■ **What is needed**: Write out every entry exactly as it appears, omitting the pictures.

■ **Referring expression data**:

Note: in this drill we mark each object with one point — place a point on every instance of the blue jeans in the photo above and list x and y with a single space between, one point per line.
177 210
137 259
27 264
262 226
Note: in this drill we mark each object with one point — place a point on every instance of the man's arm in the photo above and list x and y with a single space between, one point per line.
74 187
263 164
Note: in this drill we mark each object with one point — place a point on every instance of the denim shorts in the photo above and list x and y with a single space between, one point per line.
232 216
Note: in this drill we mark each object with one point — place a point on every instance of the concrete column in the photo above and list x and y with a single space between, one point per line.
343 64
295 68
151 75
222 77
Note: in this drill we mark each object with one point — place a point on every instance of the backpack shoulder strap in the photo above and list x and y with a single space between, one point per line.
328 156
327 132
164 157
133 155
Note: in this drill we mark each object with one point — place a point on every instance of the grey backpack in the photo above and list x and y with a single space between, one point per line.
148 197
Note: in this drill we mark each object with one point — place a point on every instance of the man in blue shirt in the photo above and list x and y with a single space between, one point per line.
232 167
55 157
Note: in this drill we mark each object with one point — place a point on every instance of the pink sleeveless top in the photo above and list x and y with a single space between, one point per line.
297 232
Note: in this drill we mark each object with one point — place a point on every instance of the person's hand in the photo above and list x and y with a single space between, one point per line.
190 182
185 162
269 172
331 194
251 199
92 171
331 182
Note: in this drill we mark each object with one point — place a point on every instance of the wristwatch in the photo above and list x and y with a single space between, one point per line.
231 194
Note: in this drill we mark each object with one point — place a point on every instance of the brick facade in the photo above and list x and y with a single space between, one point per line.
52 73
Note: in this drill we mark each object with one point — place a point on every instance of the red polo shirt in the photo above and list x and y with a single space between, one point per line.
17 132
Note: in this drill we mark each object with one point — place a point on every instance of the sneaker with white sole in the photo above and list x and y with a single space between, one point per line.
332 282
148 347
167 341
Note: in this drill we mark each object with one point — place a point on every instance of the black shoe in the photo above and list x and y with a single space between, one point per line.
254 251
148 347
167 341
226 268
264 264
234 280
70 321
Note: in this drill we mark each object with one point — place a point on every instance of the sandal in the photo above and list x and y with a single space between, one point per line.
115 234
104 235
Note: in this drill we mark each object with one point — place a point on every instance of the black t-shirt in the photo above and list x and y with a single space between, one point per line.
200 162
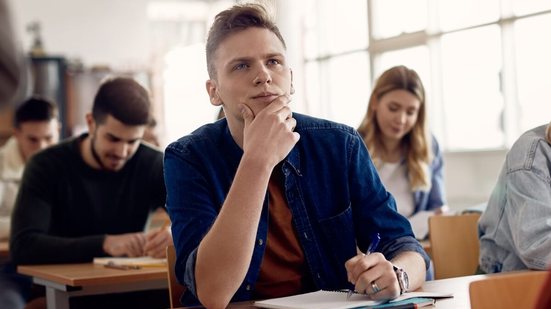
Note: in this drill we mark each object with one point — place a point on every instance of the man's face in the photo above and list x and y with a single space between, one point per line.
251 69
114 143
33 136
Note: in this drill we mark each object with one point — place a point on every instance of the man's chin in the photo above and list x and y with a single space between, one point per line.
115 167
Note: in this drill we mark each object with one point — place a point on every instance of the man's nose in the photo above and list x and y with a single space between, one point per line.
263 76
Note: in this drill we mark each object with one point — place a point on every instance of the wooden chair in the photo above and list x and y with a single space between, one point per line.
508 290
544 297
454 245
175 289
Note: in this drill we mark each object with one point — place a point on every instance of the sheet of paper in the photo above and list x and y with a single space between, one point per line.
318 300
337 300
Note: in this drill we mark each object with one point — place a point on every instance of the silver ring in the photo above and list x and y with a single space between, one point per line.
375 287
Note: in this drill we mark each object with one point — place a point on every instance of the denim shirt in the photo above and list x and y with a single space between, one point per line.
433 197
514 229
331 186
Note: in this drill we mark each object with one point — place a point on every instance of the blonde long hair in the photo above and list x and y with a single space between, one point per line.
417 143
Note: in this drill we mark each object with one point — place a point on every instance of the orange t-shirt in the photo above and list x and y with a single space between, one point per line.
283 270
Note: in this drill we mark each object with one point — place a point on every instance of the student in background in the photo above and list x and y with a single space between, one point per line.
267 202
151 134
407 157
35 127
91 196
515 227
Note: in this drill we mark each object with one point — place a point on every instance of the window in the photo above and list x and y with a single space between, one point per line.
483 63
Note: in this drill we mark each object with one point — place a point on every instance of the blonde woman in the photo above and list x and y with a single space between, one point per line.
407 157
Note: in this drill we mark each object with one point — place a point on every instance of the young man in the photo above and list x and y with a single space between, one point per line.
90 196
268 203
515 227
36 127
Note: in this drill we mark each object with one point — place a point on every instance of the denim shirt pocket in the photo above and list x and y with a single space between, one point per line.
338 230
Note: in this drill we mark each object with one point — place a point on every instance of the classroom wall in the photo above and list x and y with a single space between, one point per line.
77 29
469 176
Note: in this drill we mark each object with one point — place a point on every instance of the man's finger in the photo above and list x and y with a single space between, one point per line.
247 114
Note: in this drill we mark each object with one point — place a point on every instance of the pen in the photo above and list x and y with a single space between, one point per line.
111 264
375 239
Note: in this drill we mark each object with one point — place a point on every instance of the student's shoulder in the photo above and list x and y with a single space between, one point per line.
312 125
527 147
63 150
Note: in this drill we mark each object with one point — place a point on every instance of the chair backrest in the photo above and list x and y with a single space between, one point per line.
508 290
175 289
454 244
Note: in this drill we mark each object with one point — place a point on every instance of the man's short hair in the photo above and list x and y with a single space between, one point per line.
35 108
124 99
235 19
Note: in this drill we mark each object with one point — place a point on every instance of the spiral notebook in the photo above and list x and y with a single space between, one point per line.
338 300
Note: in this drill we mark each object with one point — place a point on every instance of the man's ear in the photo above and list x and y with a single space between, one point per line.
292 91
212 90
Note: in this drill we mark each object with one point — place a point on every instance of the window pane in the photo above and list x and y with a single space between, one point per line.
393 17
324 30
416 58
349 92
471 88
533 67
314 104
521 7
344 16
455 14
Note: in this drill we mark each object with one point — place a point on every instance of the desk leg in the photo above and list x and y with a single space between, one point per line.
56 299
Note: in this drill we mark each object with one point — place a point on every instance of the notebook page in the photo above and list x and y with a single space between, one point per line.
318 300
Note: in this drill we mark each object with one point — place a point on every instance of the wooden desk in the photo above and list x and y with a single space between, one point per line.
426 245
66 280
459 286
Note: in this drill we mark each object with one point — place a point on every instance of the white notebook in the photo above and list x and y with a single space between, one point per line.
335 300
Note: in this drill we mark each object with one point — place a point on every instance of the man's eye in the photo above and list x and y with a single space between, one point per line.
240 66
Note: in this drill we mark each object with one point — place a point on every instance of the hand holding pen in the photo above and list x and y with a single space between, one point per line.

■ **Expected answer**:
Note: in this drill we mark each object with one point — place a point on every instance of the blue jeans in the photo above and list x and y with a single space between, one point per line.
177 210
137 259
27 264
262 226
Note: in this drill we mark each object with one point — place a point on every instance of the man's arm in the photo above and list x and y with a single space between, one point per line.
74 187
263 164
Note: in this drill we mark each object with one point — place a point on every instance of the denim shorts in the photo above and list x and y with a single space between, one point per line.
232 216
Note: in this drill we mark each object with one point — place a point on every instance of the concrete column in the photo above and list x and y with a single space between, one point per line.
343 64
295 68
151 75
222 77
Note: in this drill we mark each object with one point — place a point on every instance of the backpack shoulder strap in the photo above and list x and y with a single space between, one point per line.
328 156
327 132
164 157
133 155
Note: in this drill we mark each object with one point — place a point on every instance of the grey backpack in the photo above and list x and y with a single space between, one point per line.
148 197
Note: in this drill we mark each object with one point — place a point on every instance of the man in blue shirt in the photo above and list x and y with a single space between, one point per line.
232 167
55 157
Note: in this drill we mark each object with one point — place a point on every instance of the pink sleeveless top in the photo above and list x and y with a single space between, one point per line.
297 232
Note: in this drill we mark each object with one point — place a point on every instance of the person's hand in the photo above and list x and y with a single space between, one point per line.
190 182
185 162
269 172
331 194
251 199
92 171
331 182
Note: in this drill we mark each object with one point — place a point on every instance of the wristwatch in the photo above and list x and y with a single space between, one point per line.
231 194
Note: in this drill we mark each object with one point — place a point on every instance of the brick facade in the photo above and list x and y with a single space between, one point per line.
52 73
Note: in this drill we mark each object with one point — place a point on every instance of the red polo shirt in the photo above and list x and y with a single space between, one point per line.
17 132
Note: in this drill we mark each object with one point — place a point on every instance of the sneaker with white sole in the photo above and list x and y with a single space between, one point per line.
332 282
148 347
167 341
Note: in this drill we mark each object with one point — place a point on every instance of the black shoe in the photo above and list x and y with a single space between, one point per line.
254 251
148 347
167 341
226 268
264 264
234 280
70 321
Note: in this drill we mark each object with one point — place a point on every instance of the sandal in the photo above and list x and y with a single space between, one point per line.
115 234
104 235
Note: in this drill we mark each object with one point — place a point on every instance of the black t-shirt in the photo above and list x and y with a single space between, one point per line.
200 162
Note: in this drill we mark each object with one point — place a point on every instance of the man's face in the photo above and list x and y with a single space between, one point per line.
251 69
114 143
33 136
Note: in this drill we mark each object with one point — place a point on every instance of the man's chin in the photo above and list x and y with a single space between, one point per line.
115 167
Note: in this drill we mark each object with one point — place a point on every instance of the man's nose in the photo above and list x and y with a single space between, one point per line.
263 76
Note: in this drill we mark each object with one point — place a point on every instance of the wooden chair in the photo above and list x and y with a single space between, one point per line.
508 290
544 297
454 245
175 289
Note: in this drill we mark each object with one point — place a point on every instance of the sheet of paper in the photo above and list x and y with a single space between, one point per line.
318 300
337 300
Note: in this drill we mark each object with one point — place a point on every instance of the silver ring in the photo above and list x and y with a single space between, one point per line.
375 287
Note: in this drill we mark each object with one point — place a point on every instance of the denim shirt in the photo above and list x and y with a single space between, one point per line.
433 197
514 229
331 186
Note: in this drill we mark each object with one point — place a point on every instance of the blonde long hair in the photo above and list x and y with a single space between, one point per line.
417 143
Note: in this drill we mark each object with one point — place a point on every instance of the orange t-shirt in the photo above and list x and y with a single space between, one point per line.
283 270
Note: in this drill we mark each object with one point — place a point on every instance of the student in background in the photo above and list x and y with a single space between, one point per line.
267 202
151 134
407 157
35 127
91 196
515 227
Note: in this drill we mark each object with one point — place a point on every instance of the window in the photo above and list x and y with a single space between, one point per line.
483 63
Note: in this drill we mark each object with one point — place a point on every instance of the blonde woman in the photo above and list x and y with a single space between, one point per line.
407 157
Note: in this drill we mark each object with one point — place a point on every instance of the young man in the photo above and list x and y with a single space between, one point per line.
90 196
268 203
515 227
36 127
Note: in this drill we mark each object with one point — place a point on every instance of the denim shirt pocket in the photo above and list x and y with a single space between, one point per line.
338 230
Note: in this drill we mark each object with one point — place a point on every instance of the classroom wall in the photo above and list x and y with a single space between, one point per line.
77 29
469 176
Note: in this drill we mark each object with one point — place a point on every instance of the man's finger in the photo above and list x and y with a single space between, one point per line.
247 114
Note: in this drill we mark each object with one point — place a point on every instance of the pen in the photo above and list x and y with a single space between, one point per line.
111 264
375 239
Note: in this drill we mark each object with one point — place a point on every instance of the student's shoulder in the photo above and list x and y with a single space between, one point per line.
312 125
527 147
63 150
Note: in this drill we mark each object with one point — place a point on every instance of the chair backrest in the photo above and list x and y with a single space between, one point per line.
508 290
175 289
454 244
Note: in this drill we mark each object with one point — place a point on every instance of the man's short hair in the photo above and list x and y with a single space between, one point per line.
35 108
124 99
235 19
Note: in this drill we mark each object with one point — place a point on every instance of the spiral notebook in the photo above and list x and y with a single space between, one point per line.
338 300
Note: in this drill we mark each object with one point — place a point on every instance of the man's ear in the photo above and list x and y with a single space between, one point per line.
292 91
212 90
Note: in this drill we mark each object with one point — place a point on every instance of the window pane in the photo above and list x and y with a single space between, one point per line.
393 17
324 30
416 58
349 92
471 88
533 67
314 104
521 7
344 16
455 14
Note: in this drill we mark each object with one point — place a point on every instance of the desk leg in the photo above and list x and y with a single space between, one point per line.
56 299
Note: in this drill we mark each object with one point — place a point on every instance of the notebook page in the photo above and list x and y with a single space between, one point per line.
318 300
Note: in this drill we mark each object with one point — place a point on every instance of the wooden desk in the photo above and list x and y with a single space between, one point per line.
426 245
66 280
459 286
Note: in this drill we mark each object with one point — place a point on every instance of the white notebook in the photo above and list x and y with a single space between, one point per line.
335 300
Note: in this drill we mark each object with one point — place a point on every instance of the man's eye in the photo above and list x and y with a single space between, one point per line.
240 66
Note: in this drill we mark each object with one point — place a point on every instance of the hand holding pen in the photo above and list x and y with a single space between, one point per line.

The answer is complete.